• Challenge 1: Reproduce the passage about the museum meeting word for word, from "To me granular" to "A parasympathetic thought.".
• Challenge 2: Using the passage about the museum meeting, state yes or no for whether each statement agrees with it, and quote the exact words that decide it. (a) Jan was the narrator's interim manager. (b) The meeting where the narrator was given a chance to respond took place a week later. (c) When the director asked whether the narrator had done absolutely nothing wrong, the narrator gave a long reply.

• Source extract:
To me granular means grit. It means texture and stuff have been retained. And with it, a hope for the truth.

A month later, in yet another meeting at the museum, I was given a chance to respond. I really didn’t want to be there, but then something kicked in. I looked around the room at everyone’s face, thinking “diamond”— to affirm the diamond in everyone — before we began. It was something my yoga training had taught me. I was surprised it kicked in at this moment. A parasympathetic thought.

The director thanked me for “taking the hot seat” and we began. I served evidence and emails, calmly but firmly refuting the statements of error leveled against me. Ally McBeal would have been proud. “You’re saying you did absolutely nothing wrong?” the director said.

I looked at him blankly and said nothing.

“Well, at least we got this process over with. Hopefully Jan {name changed} will not quit,” he said, giving Jan’s arm a shake as if to console her. Jan was my interim manager. I had confronted her a few months ago at a department meeting on excessive, unpaid overtime. It was causing strain in our department. She had apparently gone to the director immediately afterwards and told him I had bullied her.

She probably didn’t know how scared I was, airing the overtime concern, the bane of our department and possibly that museum. She probably didn’t know the exhaustion and stress I was taking home to my partner, how it was affecting my health. In my perception, she treated her department mates poorly and worthlessly. It was a complete war zone, devoid of empathy. But in that state of war, perhaps I had failed to empathize with her?

• Recorded data:
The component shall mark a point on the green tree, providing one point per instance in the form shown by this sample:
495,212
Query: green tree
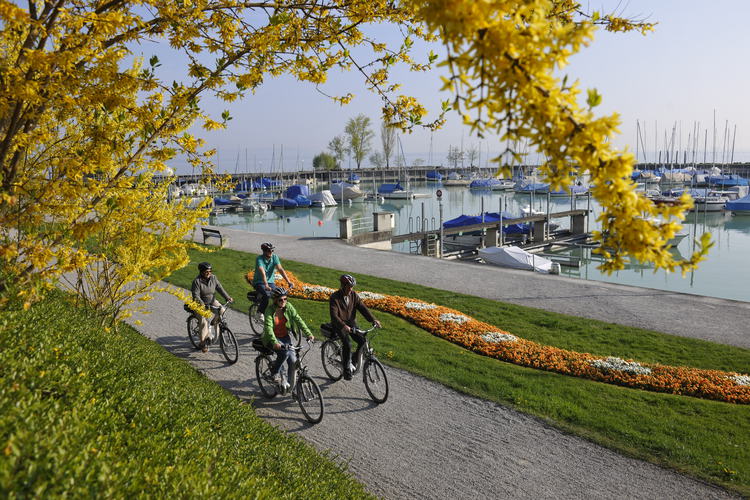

...

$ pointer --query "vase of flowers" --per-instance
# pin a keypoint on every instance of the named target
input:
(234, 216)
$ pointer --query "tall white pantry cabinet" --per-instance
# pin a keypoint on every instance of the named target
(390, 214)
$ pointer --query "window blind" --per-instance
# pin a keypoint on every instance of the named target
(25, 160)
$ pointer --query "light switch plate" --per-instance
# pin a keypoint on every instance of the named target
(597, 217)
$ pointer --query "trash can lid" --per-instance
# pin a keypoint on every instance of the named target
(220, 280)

==

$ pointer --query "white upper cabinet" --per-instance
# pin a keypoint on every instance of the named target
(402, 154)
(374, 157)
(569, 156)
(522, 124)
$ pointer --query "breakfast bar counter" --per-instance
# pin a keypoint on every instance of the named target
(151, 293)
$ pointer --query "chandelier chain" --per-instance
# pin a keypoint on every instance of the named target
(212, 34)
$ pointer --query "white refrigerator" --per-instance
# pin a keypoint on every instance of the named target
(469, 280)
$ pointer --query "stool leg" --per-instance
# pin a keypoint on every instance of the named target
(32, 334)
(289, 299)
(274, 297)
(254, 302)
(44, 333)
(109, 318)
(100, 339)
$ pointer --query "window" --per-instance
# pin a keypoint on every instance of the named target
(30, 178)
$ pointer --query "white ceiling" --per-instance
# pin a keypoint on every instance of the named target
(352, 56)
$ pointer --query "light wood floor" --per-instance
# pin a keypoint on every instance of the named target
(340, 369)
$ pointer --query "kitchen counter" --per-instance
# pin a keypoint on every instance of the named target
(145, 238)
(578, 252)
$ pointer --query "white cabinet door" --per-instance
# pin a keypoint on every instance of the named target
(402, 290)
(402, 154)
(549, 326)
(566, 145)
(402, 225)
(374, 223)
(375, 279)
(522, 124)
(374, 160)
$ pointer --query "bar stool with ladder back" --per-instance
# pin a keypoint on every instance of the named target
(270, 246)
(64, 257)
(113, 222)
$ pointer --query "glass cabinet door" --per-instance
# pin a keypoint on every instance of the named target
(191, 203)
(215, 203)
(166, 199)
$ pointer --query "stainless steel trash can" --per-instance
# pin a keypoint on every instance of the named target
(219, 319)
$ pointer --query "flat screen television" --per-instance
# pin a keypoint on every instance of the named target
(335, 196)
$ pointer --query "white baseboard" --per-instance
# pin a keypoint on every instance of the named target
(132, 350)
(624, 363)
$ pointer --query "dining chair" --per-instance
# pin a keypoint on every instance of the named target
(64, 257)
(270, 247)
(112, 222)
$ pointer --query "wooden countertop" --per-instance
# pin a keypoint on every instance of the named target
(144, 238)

• Complete response 1:
To me granular means grit. It means texture and stuff have been retained. And with it, a hope for the truth.

A month later, in yet another meeting at the museum, I was given a chance to respond. I really didn’t want to be there, but then something kicked in. I looked around the room at everyone’s face, thinking “diamond”— to affirm the diamond in everyone — before we began. It was something my yoga training had taught me. I was surprised it kicked in at this moment. A parasympathetic thought.

• Complete response 2:
(a) Yes: "Jan was my interim manager."
(b) No: "A month later, in yet another meeting at the museum, I was given a chance to respond."
(c) No: "I looked at him blankly and said nothing."